═══ PASSAGE TO READ

Weide writes that Allen “was never charged with a crime, since investigative authorities never found credible evidence to support Mia’s (and Dylan’s) claim.” In fact, the Litchfield, Conn., state’s attorney, Frank Maco, in consultation with Mia Farrow, decided in September 1993 not to press criminal charges, despite having “probable cause,” in the belief that a trial would further traumatize Dylan. At that point, Allen had already been denied not only custody but any visitation rights—supervised or unsupervised—with Dylan, per Wilk’s decision in June of that year. (As the New York Times pointed out at the time, “Mr. Maco’s remarks about the case were criticized by some legal scholars, who said it was an unfair attempt to have it both ways by claiming victory without taking the case to trial.” Maco was later rebuked by a state Grievance Council for his actions, though it did not find that Maco had violated any provision of Connecticut’s code of conduct for lawyers.)
No. 3: Dylan Farrow’s testimony was not marred by “inconsistencies.”
“There were problems with inconsistencies” in Dylan’s narrative, Weide writes. On Aug. 4, when a physician asked Dylan where her father had touched her that day, she pointed to her shoulder; she explained to her mother later the same day that she was embarrassed to talk about her private parts. After that first doctor’s visit, however, her story remained consistent, detailed, and specific.
No. 4: The unsuspicious nanny was outnumbered.
Weide makes a lot out of a deposition by a nanny in Allen’s employ, Monica Thompson, who stated “that she was pressured by Farrow to support the molestation charges,” and that another nanny, Kristie Groteke, had told her that she “did not have Dylan out of her sight for longer than five minutes.” Weide does not mention that Groteke herself testified that she lost track of both Dylan and Allen for 15 to 20 minutes on Aug. 4. Weide does not mention the testimony of babysitter Alison Stickland, who, on Aug. 4, witnessed Allen “kneeling in front of Dylan with his head in her lap” (a detail recounted in Dylan’s open letter). Weide does not mention that Sophie Berge, a tutor, later noticed that Dylan was not wearing underwear.
No. 5: The head of the Yale team investigating the allegations never spoke to Dylan Farrow.
Weide quotes at length from a sworn deposition by John Leventhal, the pediatrician who led the Yale–New Haven Hospital Child Sexual Abuse Clinic’s investigation of the allegations. Leventhal’s deposition hypothesized either that “these were statements made by an emotionally disturbed child and then became fixed in her mind” or “that she was coached or influenced by her mother.” But Leventhal himself never interviewed Dylan Farrow, nor did he interview her mother or any of the child care workers present at Mia Farrow’s home on Aug. 4, 1992. Dylan was interviewed nine times over a six-month period by Julia Hamilton, who had a Ph.D. in social work, and Jennifer Sawyer, who had a master’s degree in social work. Neither Hamilton nor Sawyer would testify at trial, and Leventhal would only testify via deposition; as Weide points out, they also destroyed their notes on the investigation. (Diane Schetky, a professor of psychiatry and past editor of the Clinical Handbook of Child Psychiatry and the Law, itemized other irregularities in the Yale investigation in this 1997 Connecticut Magazine piece.)
In his 1993 state Supreme Court decision, Wilk found that testimony “proves that Mr. Allen’s behavior toward Dylan was grossly inappropriate and that measures must be taken to protect her.” In May 1994, the Appellate Division of the state Supreme Court cited a “clear consensus” among psychiatric experts that Allen’s “interest in Dylan was abnormally intense.”
My colleague Dahlia Lithwick wisely cautions against trying this case again in the court of public opinion. But it’s also worth remembering that—no matter how Robert Weide wants to spin things—Woody Allen did not fare well at all when actual courts of law looked at the facts.

══════

| TASK SET |
1) Repeat the part of the text about the Woody Allen case from "No. 4: The unsuspicious" up to and including "to Dylan Farrow.".
2) Sum up the text about the Woody Allen case in two sentences.
The material after this text has nothing to do with this work.

═══ RECORD EXCERPTS

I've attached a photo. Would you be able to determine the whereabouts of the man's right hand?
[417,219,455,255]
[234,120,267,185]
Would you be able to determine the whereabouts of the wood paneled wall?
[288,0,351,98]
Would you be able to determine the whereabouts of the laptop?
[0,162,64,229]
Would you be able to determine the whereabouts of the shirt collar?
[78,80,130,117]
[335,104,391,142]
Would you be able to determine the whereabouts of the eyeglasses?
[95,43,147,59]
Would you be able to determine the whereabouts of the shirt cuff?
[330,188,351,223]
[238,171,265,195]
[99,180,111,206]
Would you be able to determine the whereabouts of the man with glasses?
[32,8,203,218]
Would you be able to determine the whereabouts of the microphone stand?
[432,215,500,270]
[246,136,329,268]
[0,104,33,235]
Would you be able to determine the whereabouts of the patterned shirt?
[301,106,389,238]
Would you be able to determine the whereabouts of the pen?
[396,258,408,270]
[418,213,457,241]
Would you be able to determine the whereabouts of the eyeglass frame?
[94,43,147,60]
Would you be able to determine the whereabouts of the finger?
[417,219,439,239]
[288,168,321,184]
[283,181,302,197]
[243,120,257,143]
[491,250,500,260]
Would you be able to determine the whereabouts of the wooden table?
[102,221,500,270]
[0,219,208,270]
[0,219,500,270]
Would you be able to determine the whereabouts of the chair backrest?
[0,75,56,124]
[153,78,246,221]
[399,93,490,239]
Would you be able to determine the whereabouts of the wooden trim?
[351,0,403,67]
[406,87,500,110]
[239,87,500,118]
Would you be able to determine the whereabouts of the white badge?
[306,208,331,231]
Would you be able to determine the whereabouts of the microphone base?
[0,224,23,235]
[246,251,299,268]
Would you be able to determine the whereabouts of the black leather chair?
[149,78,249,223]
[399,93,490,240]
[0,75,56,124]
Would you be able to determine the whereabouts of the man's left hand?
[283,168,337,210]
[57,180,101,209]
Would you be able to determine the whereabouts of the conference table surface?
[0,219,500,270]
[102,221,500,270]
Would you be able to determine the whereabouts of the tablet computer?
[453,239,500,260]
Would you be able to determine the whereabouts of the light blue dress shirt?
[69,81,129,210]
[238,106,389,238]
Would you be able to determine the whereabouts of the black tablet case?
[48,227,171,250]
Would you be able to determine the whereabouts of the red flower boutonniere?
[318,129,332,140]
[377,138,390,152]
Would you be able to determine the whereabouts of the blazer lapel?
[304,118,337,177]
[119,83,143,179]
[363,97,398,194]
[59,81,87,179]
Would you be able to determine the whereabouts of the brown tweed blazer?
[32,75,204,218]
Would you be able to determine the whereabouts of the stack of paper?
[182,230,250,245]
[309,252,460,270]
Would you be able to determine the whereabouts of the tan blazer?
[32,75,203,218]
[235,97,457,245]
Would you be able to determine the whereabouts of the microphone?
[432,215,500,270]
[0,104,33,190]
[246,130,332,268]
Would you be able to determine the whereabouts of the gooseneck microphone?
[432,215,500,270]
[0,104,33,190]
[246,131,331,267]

══════
═══ RECORD EXCERPTS

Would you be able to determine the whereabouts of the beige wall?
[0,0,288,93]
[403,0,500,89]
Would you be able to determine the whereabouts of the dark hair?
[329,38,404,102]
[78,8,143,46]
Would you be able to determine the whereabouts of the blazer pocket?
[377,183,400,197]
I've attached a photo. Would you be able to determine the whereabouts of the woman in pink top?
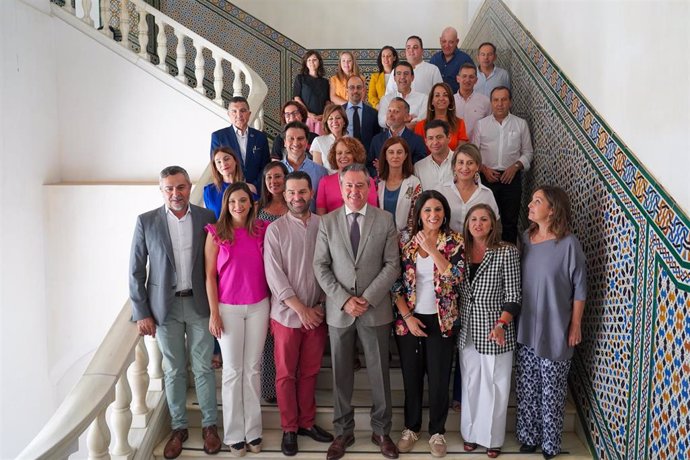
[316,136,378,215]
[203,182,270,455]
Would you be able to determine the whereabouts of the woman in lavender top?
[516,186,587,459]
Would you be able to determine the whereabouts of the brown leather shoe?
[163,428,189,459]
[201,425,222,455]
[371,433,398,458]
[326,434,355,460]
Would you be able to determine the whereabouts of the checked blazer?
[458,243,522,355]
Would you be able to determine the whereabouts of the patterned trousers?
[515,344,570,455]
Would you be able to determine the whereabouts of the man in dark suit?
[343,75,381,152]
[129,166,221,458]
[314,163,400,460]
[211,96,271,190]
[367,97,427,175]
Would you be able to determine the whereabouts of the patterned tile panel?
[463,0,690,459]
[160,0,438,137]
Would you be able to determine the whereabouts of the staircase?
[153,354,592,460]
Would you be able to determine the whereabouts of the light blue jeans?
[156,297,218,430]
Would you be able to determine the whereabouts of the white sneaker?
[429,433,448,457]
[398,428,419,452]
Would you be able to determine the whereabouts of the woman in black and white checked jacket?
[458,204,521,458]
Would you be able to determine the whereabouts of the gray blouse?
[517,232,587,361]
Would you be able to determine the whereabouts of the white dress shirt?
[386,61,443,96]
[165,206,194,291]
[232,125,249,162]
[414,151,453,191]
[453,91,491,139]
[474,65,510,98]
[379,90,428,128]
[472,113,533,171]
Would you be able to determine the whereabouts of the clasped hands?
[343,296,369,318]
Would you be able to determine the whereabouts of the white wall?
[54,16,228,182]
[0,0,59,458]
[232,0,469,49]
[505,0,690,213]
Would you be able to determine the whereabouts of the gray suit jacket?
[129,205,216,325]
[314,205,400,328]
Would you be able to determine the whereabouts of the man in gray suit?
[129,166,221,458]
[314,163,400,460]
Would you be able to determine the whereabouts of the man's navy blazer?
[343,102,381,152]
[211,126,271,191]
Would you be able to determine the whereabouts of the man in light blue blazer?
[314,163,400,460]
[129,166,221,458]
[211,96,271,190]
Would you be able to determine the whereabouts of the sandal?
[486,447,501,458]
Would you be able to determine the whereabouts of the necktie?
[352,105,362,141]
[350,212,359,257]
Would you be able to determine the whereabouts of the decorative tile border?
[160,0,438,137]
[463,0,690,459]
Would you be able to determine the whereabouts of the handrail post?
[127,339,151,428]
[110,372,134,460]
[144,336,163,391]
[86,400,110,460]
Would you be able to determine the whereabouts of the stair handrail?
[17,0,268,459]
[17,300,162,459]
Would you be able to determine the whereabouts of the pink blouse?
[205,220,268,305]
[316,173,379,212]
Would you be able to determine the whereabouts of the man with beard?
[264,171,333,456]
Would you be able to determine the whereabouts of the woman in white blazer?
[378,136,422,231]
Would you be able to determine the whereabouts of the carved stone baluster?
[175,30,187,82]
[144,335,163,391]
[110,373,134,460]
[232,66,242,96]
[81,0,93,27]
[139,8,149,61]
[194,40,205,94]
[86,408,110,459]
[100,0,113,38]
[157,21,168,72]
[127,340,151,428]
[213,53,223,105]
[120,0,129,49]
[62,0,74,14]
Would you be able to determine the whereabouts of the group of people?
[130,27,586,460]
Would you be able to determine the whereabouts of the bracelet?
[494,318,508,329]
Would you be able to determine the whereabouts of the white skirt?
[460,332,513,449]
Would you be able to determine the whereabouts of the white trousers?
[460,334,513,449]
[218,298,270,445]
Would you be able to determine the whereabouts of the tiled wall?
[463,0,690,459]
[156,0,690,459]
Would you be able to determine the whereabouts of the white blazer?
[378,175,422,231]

══════
═══ RECORD EXCERPTS

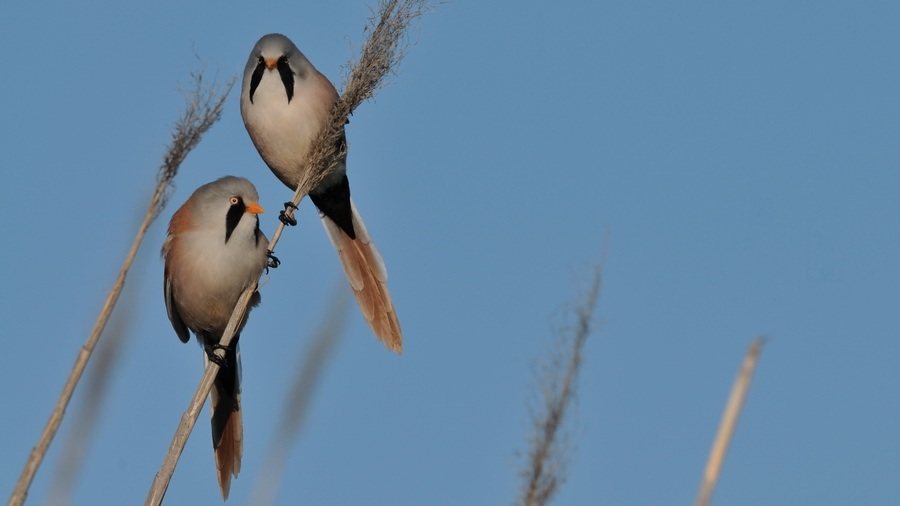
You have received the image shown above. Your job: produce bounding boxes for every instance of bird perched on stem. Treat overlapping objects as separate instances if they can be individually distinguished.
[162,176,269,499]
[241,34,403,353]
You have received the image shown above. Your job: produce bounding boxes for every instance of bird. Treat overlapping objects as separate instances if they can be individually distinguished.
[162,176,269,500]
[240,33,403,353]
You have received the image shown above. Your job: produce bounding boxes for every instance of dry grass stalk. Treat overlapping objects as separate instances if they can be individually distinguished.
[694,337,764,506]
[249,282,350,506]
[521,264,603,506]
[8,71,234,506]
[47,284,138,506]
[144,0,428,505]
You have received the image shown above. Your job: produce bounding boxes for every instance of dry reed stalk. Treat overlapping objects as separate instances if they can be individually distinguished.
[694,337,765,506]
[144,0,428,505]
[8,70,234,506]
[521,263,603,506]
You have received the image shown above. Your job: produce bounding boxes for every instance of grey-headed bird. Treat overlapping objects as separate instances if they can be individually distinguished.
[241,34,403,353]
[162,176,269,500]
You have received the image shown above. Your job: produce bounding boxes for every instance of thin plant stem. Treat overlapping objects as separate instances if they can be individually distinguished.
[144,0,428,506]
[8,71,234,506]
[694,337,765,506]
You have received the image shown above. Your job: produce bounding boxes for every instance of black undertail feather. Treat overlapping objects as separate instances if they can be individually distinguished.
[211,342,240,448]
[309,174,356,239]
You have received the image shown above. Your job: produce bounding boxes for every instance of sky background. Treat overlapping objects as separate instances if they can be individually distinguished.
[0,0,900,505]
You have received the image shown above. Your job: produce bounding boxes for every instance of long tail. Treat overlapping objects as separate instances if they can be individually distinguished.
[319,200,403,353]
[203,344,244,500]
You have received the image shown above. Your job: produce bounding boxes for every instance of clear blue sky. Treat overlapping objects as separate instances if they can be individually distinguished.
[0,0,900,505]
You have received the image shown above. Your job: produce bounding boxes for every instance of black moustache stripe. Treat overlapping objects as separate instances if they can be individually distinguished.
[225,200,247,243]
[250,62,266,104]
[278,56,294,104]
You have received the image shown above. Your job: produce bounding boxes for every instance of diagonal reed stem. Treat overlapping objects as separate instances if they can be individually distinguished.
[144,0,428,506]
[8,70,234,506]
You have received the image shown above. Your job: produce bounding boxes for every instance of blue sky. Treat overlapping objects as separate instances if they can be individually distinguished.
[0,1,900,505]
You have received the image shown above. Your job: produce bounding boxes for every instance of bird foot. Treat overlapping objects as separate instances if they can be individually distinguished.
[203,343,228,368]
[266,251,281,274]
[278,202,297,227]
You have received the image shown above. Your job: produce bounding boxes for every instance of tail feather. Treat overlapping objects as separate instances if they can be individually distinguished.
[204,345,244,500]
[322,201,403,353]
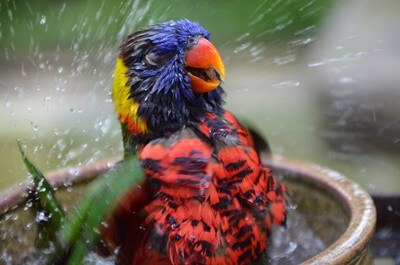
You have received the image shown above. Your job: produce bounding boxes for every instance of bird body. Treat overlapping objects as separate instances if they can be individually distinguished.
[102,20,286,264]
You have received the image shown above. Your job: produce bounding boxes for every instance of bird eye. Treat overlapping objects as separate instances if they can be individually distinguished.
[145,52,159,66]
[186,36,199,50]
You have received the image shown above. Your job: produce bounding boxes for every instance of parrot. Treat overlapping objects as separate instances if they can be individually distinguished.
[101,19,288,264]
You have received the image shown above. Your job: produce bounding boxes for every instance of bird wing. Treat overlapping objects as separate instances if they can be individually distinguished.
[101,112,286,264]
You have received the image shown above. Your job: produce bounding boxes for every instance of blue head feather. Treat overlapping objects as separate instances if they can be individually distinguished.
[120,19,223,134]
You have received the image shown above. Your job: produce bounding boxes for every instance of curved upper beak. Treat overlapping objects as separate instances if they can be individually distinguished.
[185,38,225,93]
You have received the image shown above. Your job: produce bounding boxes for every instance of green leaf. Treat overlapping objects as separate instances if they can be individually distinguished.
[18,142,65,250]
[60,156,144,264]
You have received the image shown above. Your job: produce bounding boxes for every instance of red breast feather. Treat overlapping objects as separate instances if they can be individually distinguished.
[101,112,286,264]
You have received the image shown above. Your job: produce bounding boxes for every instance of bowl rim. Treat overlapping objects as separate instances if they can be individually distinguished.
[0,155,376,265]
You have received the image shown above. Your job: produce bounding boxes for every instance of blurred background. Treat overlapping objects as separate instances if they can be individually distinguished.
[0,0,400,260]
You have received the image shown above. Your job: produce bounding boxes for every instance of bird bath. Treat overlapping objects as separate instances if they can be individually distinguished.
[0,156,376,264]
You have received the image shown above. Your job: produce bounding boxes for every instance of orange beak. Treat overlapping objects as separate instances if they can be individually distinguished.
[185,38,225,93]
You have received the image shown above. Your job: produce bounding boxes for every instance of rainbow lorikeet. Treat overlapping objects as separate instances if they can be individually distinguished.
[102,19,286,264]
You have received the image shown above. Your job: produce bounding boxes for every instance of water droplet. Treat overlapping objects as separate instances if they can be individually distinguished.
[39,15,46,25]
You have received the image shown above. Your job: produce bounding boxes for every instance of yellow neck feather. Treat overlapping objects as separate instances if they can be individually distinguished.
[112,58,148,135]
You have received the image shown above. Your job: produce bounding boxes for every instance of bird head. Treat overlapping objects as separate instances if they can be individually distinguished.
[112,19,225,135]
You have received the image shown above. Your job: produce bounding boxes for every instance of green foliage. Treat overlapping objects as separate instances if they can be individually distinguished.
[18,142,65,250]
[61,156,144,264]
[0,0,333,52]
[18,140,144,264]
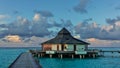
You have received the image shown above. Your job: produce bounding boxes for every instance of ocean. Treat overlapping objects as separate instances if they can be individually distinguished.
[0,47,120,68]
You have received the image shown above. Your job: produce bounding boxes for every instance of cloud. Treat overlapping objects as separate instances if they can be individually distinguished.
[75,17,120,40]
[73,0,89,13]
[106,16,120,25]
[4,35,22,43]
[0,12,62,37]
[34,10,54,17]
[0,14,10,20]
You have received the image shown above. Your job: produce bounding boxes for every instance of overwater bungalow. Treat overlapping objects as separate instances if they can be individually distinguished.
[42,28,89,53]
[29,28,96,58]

══════

| SOLUTIONS TO EACH TASK |
1)
No. 4: The unsuspicious nanny was outnumbered.
Weide makes a lot out of a deposition by a nanny in Allen’s employ, Monica Thompson, who stated “that she was pressured by Farrow to support the molestation charges,” and that another nanny, Kristie Groteke, had told her that she “did not have Dylan out of her sight for longer than five minutes.” Weide does not mention that Groteke herself testified that she lost track of both Dylan and Allen for 15 to 20 minutes on Aug. 4. Weide does not mention the testimony of babysitter Alison Stickland, who, on Aug. 4, witnessed Allen “kneeling in front of Dylan with his head in her lap” (a detail recounted in Dylan’s open letter). Weide does not mention that Sophie Berge, a tutor, later noticed that Dylan was not wearing underwear.
No. 5: The head of the Yale team investigating the allegations never spoke to Dylan Farrow.

2) The text disputes several of Robert Weide's claims about the case, noting that the state's attorney chose not to press charges despite probable cause, that Dylan Farrow's account stayed consistent after the first doctor's visit, and that testimony from others present undercut the nanny Weide relies on. It adds that the head of the Yale investigation never interviewed Dylan and that the courts found Allen's behavior toward her grossly inappropriate.